STATED GOAL: Exclude pictures; retype the lines below from the line containing "Tag each instance of the wooden" through the end of the records, both ends kept.

EXERCISE MATERIALS:
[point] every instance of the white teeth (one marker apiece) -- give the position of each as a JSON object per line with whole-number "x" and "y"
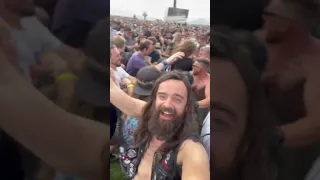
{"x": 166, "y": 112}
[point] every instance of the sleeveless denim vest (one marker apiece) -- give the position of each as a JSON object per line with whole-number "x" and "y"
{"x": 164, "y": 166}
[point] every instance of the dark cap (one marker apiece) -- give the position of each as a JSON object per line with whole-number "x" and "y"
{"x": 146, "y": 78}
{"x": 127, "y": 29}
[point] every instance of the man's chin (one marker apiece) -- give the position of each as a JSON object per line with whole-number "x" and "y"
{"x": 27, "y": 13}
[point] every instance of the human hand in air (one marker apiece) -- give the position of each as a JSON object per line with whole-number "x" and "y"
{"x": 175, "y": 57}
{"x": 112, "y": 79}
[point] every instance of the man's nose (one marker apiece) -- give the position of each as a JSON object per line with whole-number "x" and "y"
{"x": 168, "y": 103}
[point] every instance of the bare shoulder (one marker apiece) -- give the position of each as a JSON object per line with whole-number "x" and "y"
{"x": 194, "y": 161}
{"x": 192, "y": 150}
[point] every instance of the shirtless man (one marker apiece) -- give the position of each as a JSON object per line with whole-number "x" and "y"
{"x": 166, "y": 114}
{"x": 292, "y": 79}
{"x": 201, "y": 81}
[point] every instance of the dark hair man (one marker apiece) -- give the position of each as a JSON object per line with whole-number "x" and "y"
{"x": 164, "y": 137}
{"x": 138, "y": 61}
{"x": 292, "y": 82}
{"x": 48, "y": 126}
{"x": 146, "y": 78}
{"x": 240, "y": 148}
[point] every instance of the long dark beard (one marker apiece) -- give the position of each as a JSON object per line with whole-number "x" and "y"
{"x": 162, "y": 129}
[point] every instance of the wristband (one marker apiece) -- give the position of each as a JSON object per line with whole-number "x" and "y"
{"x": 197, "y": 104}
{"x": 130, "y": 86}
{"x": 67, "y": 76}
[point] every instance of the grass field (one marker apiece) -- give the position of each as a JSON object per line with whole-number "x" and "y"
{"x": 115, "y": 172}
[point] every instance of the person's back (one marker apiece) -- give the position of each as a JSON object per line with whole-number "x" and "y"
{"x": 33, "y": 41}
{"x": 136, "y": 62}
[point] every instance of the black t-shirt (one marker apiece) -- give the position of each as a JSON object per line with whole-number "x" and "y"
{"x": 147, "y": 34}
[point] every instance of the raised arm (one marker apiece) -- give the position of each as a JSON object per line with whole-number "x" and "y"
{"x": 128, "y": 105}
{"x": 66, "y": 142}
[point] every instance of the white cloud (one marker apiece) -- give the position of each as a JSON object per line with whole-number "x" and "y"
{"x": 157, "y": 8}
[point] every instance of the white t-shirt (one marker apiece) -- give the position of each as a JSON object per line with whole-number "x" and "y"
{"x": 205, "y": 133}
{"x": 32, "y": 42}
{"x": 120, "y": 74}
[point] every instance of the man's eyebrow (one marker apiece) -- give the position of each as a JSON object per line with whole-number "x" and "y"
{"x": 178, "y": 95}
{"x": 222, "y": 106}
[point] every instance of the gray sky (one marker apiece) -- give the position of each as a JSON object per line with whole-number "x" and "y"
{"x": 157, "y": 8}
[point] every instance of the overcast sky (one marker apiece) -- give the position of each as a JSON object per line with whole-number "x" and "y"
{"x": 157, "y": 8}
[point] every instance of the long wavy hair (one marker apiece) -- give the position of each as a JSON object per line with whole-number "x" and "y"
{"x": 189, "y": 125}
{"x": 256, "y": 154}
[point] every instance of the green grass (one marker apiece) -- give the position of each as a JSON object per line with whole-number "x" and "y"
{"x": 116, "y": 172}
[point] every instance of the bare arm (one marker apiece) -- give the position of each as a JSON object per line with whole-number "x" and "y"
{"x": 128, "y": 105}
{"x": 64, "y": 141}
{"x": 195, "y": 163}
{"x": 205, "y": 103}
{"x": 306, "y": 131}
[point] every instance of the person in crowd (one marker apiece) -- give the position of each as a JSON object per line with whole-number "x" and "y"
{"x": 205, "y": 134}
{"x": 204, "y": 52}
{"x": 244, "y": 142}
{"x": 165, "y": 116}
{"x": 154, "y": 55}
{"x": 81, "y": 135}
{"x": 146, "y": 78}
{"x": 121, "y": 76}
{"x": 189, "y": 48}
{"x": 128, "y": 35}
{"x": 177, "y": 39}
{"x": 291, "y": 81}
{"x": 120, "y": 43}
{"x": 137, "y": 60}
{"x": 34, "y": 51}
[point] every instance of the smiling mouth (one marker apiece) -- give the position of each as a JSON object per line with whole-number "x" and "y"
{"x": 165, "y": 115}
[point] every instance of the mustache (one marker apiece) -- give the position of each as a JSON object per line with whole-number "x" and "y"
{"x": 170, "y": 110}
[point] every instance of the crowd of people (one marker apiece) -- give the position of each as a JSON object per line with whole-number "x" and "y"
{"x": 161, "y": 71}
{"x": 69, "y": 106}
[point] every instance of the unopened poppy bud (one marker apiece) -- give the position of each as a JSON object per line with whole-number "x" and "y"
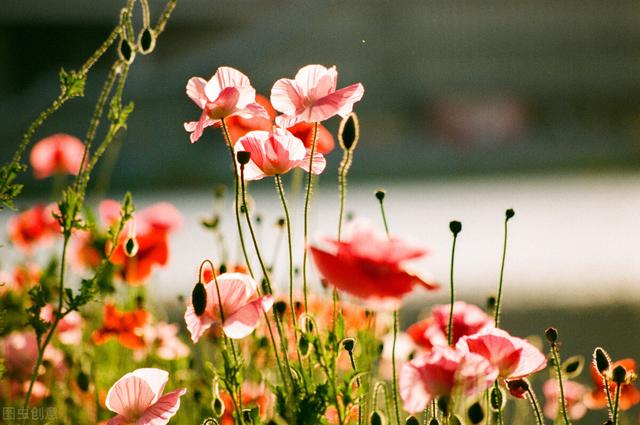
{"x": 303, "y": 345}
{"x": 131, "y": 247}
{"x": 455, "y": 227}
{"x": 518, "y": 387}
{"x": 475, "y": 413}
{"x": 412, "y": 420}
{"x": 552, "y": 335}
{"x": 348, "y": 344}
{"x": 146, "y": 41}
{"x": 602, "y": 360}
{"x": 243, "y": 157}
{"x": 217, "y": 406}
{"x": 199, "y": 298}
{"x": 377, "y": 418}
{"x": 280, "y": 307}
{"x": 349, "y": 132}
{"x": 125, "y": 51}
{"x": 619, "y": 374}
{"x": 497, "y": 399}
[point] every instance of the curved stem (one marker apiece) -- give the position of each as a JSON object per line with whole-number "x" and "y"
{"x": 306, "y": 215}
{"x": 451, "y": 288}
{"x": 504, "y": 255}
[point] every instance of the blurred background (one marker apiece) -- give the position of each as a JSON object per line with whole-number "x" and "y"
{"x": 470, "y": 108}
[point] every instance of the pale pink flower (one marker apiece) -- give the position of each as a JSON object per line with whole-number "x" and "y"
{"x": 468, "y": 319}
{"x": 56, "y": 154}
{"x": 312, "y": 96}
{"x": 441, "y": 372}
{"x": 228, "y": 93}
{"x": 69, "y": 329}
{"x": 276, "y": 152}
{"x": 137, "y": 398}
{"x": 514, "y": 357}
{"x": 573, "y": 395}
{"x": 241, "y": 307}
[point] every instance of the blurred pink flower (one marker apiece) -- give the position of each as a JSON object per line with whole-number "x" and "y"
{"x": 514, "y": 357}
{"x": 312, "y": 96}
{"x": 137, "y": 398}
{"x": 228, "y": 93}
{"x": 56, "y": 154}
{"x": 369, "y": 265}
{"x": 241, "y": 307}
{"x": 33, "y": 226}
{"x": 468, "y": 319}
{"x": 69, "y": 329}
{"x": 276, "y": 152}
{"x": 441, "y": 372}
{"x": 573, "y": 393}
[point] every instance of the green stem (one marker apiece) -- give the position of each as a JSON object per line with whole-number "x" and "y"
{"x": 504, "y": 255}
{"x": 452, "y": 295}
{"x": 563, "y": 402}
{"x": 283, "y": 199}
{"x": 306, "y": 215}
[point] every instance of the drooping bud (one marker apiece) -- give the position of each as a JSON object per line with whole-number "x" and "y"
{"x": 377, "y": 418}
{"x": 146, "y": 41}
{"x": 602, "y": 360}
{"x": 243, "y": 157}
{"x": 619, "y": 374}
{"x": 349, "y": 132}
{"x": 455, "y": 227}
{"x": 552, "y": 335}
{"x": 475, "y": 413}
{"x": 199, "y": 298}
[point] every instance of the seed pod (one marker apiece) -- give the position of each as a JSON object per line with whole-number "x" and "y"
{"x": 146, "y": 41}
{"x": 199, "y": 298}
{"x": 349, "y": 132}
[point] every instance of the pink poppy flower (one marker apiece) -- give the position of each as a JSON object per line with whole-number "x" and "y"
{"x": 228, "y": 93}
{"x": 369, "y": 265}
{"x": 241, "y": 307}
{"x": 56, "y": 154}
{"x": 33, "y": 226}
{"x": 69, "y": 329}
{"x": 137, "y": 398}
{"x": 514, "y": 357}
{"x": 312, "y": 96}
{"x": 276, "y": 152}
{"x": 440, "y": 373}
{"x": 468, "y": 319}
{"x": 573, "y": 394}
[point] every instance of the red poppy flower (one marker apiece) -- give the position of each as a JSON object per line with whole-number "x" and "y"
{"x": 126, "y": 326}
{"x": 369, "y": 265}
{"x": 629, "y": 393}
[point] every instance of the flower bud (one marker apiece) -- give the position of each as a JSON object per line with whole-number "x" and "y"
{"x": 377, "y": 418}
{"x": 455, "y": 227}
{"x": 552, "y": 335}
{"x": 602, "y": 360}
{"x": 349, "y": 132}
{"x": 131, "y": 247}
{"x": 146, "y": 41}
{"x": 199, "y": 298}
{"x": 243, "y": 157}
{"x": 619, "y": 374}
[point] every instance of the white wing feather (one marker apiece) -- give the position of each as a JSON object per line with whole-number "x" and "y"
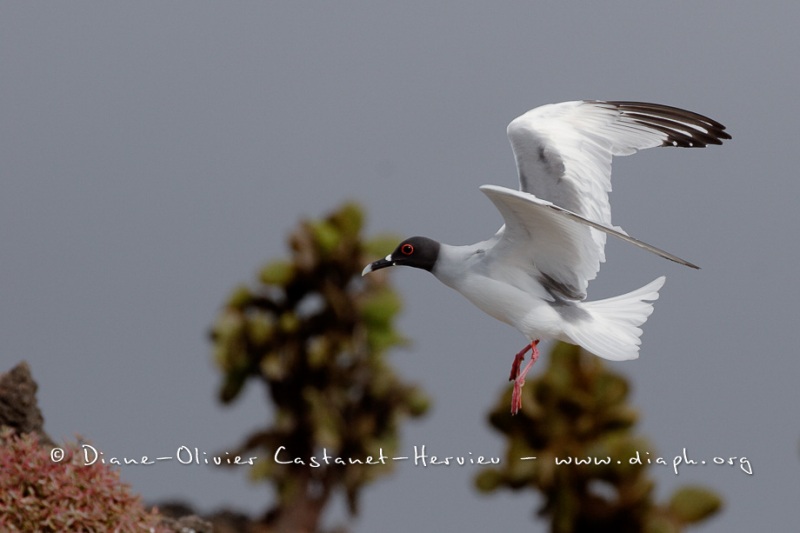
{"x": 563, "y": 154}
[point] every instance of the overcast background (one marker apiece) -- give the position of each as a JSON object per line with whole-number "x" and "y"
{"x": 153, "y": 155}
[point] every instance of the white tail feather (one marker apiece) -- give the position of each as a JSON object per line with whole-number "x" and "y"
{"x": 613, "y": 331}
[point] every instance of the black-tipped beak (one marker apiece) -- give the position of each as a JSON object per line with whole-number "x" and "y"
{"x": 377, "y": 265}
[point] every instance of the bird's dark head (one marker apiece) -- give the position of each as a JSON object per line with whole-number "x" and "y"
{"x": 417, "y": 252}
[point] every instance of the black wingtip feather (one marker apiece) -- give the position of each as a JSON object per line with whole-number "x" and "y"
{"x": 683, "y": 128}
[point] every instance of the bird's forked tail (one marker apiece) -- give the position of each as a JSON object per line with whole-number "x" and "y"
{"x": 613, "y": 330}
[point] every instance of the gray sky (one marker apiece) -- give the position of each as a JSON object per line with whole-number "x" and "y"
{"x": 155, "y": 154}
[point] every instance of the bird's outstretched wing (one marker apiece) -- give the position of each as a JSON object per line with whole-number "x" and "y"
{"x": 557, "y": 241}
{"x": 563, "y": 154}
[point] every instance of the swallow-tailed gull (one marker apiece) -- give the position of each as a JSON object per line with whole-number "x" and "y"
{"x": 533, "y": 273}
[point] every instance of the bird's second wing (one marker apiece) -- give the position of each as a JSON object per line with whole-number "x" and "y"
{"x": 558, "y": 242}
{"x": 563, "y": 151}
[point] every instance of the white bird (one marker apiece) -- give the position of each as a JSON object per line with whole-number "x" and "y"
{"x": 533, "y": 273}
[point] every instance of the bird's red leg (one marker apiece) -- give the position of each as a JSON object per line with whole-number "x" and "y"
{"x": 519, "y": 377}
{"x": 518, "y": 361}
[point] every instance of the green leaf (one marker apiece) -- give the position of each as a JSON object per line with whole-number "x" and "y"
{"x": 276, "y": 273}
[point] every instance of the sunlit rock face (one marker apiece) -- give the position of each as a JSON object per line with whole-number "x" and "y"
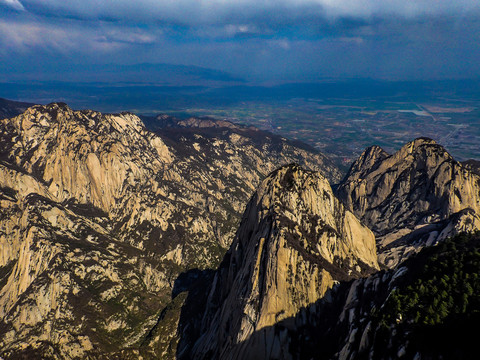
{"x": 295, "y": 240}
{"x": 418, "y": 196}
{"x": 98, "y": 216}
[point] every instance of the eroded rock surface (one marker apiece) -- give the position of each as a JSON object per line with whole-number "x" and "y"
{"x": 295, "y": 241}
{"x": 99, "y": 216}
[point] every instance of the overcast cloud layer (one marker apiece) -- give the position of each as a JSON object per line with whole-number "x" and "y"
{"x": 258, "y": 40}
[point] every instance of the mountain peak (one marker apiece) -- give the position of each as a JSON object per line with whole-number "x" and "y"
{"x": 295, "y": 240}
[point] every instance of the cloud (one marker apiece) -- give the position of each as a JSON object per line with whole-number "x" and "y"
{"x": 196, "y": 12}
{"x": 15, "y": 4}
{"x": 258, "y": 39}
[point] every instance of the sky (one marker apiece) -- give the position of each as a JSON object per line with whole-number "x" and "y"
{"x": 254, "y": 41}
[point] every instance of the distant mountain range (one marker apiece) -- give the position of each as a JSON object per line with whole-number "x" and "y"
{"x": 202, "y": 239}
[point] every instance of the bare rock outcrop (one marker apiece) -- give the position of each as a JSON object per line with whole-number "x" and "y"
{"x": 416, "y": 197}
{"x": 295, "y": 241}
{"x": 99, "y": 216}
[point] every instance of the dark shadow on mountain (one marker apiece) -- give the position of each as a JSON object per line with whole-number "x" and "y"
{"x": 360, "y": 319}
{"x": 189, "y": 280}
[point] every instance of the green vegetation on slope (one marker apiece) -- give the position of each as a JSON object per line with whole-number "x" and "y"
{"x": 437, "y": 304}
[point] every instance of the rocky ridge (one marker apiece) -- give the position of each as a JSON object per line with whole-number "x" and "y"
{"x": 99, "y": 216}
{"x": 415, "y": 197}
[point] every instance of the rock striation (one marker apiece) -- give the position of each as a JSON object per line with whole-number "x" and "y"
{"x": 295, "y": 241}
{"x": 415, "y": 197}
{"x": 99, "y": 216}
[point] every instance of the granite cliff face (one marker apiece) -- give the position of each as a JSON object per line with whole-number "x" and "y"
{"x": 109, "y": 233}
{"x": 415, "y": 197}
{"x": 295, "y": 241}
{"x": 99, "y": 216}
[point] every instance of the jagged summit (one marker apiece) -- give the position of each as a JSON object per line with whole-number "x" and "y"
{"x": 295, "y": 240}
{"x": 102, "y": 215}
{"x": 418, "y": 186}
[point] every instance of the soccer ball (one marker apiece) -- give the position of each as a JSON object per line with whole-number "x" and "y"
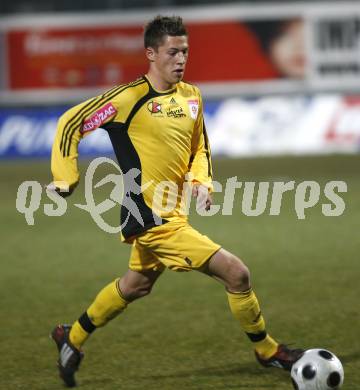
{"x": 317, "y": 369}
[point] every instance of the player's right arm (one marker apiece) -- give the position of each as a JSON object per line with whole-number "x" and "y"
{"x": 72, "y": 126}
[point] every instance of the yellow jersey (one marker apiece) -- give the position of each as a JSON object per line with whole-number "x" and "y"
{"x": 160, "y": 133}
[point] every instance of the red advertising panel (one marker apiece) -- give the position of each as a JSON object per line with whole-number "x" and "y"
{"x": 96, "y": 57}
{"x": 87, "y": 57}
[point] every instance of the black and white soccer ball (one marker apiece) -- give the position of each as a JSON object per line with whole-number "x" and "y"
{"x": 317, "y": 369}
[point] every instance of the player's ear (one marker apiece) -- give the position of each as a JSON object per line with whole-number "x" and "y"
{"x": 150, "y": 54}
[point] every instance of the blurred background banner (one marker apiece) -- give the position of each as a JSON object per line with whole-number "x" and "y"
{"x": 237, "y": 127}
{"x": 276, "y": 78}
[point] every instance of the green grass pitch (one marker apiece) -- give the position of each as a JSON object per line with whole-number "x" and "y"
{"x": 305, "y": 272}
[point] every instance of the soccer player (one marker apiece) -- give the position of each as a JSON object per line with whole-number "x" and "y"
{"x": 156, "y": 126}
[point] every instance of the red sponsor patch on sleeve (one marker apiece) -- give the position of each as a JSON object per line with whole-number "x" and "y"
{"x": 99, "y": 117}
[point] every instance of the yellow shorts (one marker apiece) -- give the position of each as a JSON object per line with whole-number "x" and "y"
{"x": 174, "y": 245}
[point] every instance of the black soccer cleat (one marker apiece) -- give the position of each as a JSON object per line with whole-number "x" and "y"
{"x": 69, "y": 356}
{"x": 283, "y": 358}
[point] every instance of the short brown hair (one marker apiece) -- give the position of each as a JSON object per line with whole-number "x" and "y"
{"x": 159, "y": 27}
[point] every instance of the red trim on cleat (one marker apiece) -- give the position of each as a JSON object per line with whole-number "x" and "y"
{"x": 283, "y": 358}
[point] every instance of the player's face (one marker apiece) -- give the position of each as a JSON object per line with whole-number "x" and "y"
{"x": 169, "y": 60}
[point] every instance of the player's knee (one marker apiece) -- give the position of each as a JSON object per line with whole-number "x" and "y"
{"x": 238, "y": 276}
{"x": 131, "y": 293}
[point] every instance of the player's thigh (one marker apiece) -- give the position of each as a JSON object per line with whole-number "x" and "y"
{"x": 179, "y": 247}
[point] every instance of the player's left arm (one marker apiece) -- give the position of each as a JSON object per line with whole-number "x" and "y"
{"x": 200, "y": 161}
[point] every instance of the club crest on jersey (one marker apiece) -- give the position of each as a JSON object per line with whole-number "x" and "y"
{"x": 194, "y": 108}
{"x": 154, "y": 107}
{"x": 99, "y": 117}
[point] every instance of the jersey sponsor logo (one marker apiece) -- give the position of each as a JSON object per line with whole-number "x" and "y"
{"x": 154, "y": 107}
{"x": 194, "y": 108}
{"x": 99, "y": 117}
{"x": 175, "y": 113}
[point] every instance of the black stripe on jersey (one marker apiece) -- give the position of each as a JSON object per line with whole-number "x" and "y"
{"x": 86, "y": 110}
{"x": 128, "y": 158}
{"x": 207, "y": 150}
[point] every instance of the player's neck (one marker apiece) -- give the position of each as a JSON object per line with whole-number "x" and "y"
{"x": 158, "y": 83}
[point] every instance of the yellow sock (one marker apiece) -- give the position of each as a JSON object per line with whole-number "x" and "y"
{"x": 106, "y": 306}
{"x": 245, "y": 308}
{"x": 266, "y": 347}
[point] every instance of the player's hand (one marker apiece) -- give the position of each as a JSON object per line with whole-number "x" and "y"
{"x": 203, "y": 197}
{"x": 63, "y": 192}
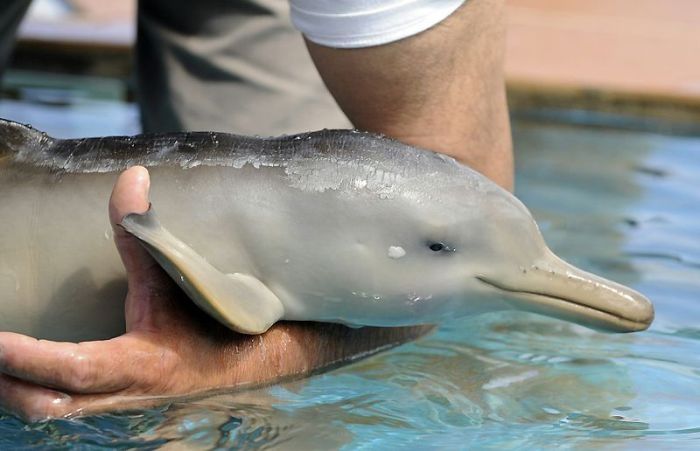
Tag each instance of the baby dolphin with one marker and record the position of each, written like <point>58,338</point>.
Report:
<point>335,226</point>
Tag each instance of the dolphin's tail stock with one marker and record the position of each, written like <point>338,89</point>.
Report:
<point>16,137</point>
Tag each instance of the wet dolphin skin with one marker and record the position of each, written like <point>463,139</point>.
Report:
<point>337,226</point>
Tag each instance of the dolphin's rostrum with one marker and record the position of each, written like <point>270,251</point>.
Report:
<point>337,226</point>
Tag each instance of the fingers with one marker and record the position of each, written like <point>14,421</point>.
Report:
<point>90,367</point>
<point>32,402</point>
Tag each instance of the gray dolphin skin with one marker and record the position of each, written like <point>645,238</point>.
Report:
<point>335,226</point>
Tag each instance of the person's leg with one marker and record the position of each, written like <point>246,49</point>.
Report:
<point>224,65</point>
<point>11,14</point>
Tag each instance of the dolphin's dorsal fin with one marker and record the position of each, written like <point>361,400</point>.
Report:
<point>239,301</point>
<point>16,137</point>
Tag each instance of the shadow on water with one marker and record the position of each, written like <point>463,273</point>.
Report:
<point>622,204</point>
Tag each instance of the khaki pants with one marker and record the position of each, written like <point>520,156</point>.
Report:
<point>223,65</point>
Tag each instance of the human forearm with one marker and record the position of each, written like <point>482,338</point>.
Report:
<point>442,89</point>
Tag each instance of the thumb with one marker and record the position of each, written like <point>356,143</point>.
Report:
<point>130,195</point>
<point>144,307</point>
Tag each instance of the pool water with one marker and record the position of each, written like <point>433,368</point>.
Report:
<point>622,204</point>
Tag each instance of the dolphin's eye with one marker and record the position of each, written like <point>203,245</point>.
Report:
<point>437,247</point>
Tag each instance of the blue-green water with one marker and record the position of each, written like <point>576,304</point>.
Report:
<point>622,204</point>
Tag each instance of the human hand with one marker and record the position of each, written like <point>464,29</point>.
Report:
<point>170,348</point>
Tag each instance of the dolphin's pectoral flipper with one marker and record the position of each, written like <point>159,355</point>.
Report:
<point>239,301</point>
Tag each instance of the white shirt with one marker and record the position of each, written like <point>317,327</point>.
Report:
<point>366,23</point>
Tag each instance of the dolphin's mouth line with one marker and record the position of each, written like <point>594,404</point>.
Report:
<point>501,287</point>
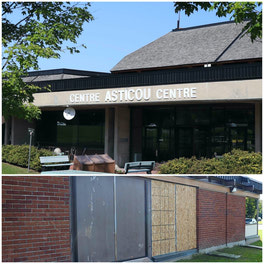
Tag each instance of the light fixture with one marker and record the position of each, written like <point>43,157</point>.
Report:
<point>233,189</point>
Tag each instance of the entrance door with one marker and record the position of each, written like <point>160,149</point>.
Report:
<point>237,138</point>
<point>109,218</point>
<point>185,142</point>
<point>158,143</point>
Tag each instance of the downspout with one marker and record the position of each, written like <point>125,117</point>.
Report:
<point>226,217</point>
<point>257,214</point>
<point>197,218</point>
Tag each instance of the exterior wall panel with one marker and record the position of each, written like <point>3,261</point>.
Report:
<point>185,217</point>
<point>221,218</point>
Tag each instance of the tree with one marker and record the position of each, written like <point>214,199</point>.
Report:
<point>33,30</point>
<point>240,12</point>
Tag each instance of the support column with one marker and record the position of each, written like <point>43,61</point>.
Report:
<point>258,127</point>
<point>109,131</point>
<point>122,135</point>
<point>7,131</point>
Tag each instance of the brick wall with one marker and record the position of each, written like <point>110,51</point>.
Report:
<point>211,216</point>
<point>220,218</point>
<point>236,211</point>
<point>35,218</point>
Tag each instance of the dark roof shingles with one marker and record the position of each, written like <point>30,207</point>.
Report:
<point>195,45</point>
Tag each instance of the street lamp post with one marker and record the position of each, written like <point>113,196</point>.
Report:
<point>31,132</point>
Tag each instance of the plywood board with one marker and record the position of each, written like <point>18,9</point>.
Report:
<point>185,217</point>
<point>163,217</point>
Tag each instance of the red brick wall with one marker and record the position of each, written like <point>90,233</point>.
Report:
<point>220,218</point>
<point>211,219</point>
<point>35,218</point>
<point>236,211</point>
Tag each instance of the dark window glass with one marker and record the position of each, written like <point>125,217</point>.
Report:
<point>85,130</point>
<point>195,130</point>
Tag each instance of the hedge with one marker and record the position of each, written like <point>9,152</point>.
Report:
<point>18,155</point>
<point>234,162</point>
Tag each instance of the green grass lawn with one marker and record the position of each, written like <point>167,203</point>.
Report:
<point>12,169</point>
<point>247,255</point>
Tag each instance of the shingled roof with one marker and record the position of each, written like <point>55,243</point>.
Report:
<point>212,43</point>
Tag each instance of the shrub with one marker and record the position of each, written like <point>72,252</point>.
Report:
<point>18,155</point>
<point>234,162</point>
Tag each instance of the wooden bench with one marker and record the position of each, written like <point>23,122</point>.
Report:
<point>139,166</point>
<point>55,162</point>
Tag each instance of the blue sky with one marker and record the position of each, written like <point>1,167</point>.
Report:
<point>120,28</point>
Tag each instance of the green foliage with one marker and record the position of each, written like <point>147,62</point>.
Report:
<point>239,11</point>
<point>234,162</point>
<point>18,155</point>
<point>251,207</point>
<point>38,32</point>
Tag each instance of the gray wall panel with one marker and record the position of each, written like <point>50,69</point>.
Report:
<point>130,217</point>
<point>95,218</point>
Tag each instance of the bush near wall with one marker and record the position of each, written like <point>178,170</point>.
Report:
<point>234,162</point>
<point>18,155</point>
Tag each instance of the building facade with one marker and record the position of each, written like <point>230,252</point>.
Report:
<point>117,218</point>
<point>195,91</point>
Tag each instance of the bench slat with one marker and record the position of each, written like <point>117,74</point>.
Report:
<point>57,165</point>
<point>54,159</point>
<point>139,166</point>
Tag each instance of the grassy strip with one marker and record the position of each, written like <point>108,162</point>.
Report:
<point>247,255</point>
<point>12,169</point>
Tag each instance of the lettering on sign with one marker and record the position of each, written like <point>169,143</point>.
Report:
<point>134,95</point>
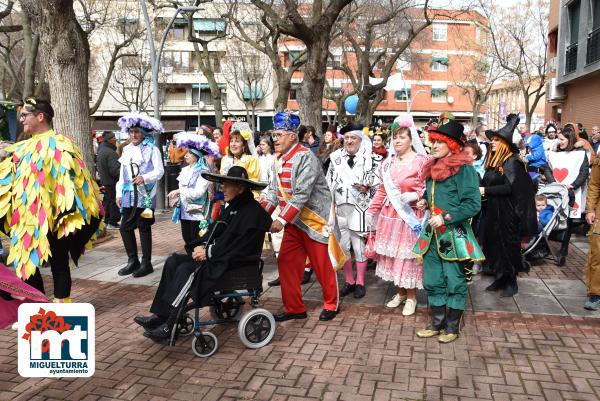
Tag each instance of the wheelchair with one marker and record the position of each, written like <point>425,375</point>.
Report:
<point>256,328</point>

COMPLETE ANSWER:
Tag each instance of the wooden bench with one marker and record the position of each, written like <point>23,122</point>.
Report:
<point>139,166</point>
<point>55,162</point>
Tag each instance of the blue sky with one marker and record the position of each, written like <point>1,167</point>.
Report:
<point>120,28</point>
Tag each instance of the green foliage with one marker and record the position of each, written like <point>147,62</point>.
Report:
<point>239,11</point>
<point>234,162</point>
<point>18,155</point>
<point>251,207</point>
<point>38,32</point>
Tag each instance of the gray wall panel with one marker and record the position of each, written like <point>50,69</point>.
Report:
<point>130,217</point>
<point>95,218</point>
Tag each instance of the bush near wall with one marker and record the position of each, written like <point>178,170</point>.
Report:
<point>234,162</point>
<point>18,155</point>
Tag each instance of the building facade with one marker and record the position of each, written like <point>230,252</point>.
Report:
<point>117,218</point>
<point>195,91</point>
Tag each instance of the bench slat with one marker and record the position of each, written like <point>117,74</point>.
Report:
<point>57,165</point>
<point>54,159</point>
<point>139,166</point>
Tag each instance of the grassy strip with one marker and record the position of each, written like <point>108,162</point>.
Report:
<point>247,255</point>
<point>12,169</point>
Tag each instance of the lettering on sign with one marker and record the position of each, written like <point>169,143</point>.
Report:
<point>134,95</point>
Tag each instance of the wheelchair with one marker and record the position of each, written like <point>425,375</point>.
Report:
<point>256,328</point>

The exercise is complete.